* PROBLEM 1 *
From the text below on Morizo Ishidate, copy the passage that begins at the words "Morizo Ishidate (石館守三)" and stops after the words "field of pharmacy.".
* PROBLEM 2 *
Translate this sentence from the text below on Morizo Ishidate into Spanish: "He died on July 18, 1996, in the Suginami district of Tokyo."
* PROBLEM 3 *
Please resume the text below on Morizo Ishidate, picking up after its last sentence.

* DOCUMENT PASSAGE *

Japanese pharmacist (1901–1996)

Morizo Ishidate (石館守三)
(January 24, 1901 – July 18, 1996) was a Japanese doctor of pharmacy who served as the 16th Director General of Japan's National Institute of Health Sciences (NIHS), and a pioneer in treating leprosy. The Federation of Asian Pharmaceutical Associations (FAPA) named the FAPA Ishidate Award in his honor for his contributions to the field of pharmacy.

== Personal life ==
Ishidate was born January 24, 1901, in Aomori City, Aomori Prefecture, the third son of his family. Ishidate has an early memory of visiting a leprosy sanatorium in Japan's Tōhoku region, near his hometown. He was first exposed to Christianity by a female American missionary while attending Tokyo Imperial University, now University of Tokyo. His best college friend was Yoshinosuke Konishi, who became a Christian evangelist in September 1947. Ishidate supported his friend for 33 years. Ishidate confessed his belief in Jesus in 1970. He died on July 18, 1996, in the Suginami district of Tokyo.

== Career ==
Ishidate published three studies on how camphor affects a human heart. For this work with camphor, Ishidate was awarded the Imperial Academy Prize by the Japan Academy on May 13, 1943. Ishidate synthesized promin in 1946 based on a short news item from a Swiss journal smuggled into Japan during World War II.

* DATASET EXTRACT *
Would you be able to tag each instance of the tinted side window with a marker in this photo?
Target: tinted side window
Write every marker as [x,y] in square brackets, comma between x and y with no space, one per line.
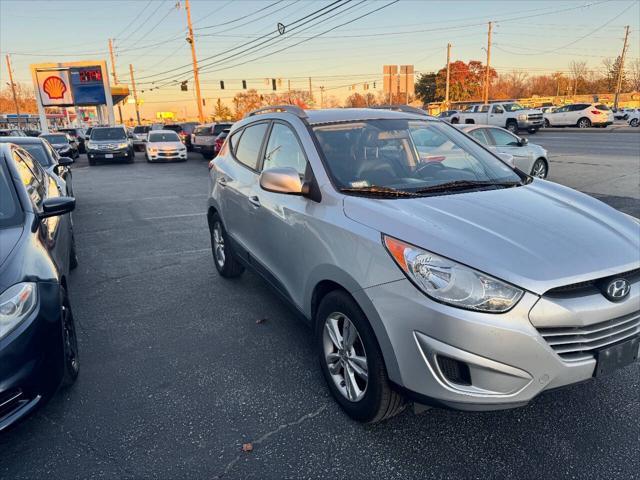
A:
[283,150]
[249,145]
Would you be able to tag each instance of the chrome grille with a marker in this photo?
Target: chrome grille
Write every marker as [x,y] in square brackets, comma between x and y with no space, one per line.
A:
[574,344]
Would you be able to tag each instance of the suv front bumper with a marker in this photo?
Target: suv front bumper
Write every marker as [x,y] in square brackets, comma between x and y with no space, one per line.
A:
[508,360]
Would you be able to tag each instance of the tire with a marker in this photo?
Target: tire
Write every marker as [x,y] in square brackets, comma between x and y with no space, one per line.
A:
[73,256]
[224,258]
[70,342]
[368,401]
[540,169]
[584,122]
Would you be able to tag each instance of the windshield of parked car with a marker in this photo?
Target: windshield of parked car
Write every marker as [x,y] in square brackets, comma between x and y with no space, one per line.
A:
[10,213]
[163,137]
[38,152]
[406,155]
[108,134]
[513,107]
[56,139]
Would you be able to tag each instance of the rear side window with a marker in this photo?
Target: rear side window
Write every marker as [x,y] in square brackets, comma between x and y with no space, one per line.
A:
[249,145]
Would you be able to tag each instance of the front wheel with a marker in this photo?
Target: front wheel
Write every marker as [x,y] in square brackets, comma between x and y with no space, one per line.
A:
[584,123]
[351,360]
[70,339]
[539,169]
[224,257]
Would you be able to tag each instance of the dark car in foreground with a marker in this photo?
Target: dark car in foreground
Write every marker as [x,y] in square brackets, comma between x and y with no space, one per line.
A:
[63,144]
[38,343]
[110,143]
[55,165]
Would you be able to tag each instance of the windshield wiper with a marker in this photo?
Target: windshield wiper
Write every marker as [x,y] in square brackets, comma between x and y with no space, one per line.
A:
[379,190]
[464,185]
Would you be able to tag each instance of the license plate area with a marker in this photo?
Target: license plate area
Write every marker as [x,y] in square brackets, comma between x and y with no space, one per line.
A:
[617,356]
==
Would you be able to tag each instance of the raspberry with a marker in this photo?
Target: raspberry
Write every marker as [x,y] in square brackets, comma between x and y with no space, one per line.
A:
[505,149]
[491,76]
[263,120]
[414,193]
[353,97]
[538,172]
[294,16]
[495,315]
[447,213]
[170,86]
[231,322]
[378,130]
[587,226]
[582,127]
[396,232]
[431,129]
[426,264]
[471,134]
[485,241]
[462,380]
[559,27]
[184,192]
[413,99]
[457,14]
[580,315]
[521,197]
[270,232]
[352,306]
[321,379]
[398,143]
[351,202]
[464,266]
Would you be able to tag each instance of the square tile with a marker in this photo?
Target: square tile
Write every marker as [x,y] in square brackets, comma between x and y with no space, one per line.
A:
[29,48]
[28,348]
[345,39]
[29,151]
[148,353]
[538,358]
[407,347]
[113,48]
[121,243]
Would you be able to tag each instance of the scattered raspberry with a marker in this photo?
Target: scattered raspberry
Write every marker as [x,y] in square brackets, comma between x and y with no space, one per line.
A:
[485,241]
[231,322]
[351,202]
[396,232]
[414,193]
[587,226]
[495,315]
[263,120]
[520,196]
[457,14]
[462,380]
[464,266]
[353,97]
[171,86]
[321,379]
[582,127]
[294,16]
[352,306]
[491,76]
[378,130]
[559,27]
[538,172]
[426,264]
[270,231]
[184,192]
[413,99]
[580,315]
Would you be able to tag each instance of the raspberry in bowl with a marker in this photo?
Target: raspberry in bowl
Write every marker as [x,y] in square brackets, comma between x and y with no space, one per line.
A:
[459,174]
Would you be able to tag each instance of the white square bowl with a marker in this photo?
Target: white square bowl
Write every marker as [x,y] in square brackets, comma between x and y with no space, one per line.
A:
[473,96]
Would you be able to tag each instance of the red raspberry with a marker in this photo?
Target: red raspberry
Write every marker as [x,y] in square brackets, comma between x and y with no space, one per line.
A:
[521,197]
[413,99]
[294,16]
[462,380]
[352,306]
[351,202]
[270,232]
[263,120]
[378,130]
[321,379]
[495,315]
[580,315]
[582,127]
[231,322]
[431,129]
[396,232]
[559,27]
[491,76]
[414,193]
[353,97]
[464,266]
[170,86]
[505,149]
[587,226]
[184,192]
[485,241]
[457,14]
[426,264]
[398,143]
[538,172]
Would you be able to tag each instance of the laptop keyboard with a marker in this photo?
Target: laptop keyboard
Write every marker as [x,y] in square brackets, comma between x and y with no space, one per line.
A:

* RESULT 1 *
Morizo Ishidate (石館守三)
(January 24, 1901 – July 18, 1996) was a Japanese doctor of pharmacy who served as the 16th Director General of Japan's National Institute of Health Sciences (NIHS), and a pioneer in treating leprosy. The Federation of Asian Pharmaceutical Associations (FAPA) named the FAPA Ishidate Award in his honor for his contributions to the field of pharmacy.

* RESULT 2 *
Murió el 18 de julio de 1996 en el distrito de Suginami, en Tokio.

* RESULT 3 *
In 1960, while a professor of pharmacy at the University of Tokyo, he was a co-founder of the Tokyo Biochemical Research Foundation, now the Chugai Foundation for Innovative Drug Discovery Science. Ishidate was the first Dean of the Faculty of Pharmaceutical Sciences at the University of Tokyo. While leading NIHS, he began implementing many reforms in 1966.

An epidemic of subacute myelo-optic neuropathy (SMON) began in Japan in the early 1960s. In September 1970 as president of the Central Pharmaceutical Affairs Council, Ishidate ordered a stop to the use of clioquinol, marketed as quinoform, because he had correctly deduced that SMON was caused by clioquinol intoxication.

In 1973 he implemented the separation of dispensing and prescribing of pharmaceuticals in Japan. In 1974 he was a co-founder of the Sasakawa Memorial Health Foundation, now Sasakawa Health Foundation, which is dedicated to eradicating leprosy around the world. By that time, Ishidate was already noted for being a pioneer in treating leprosy with chemotherapy in Japan, especially for synthesizing promin, used for treating leprosy and other diseases.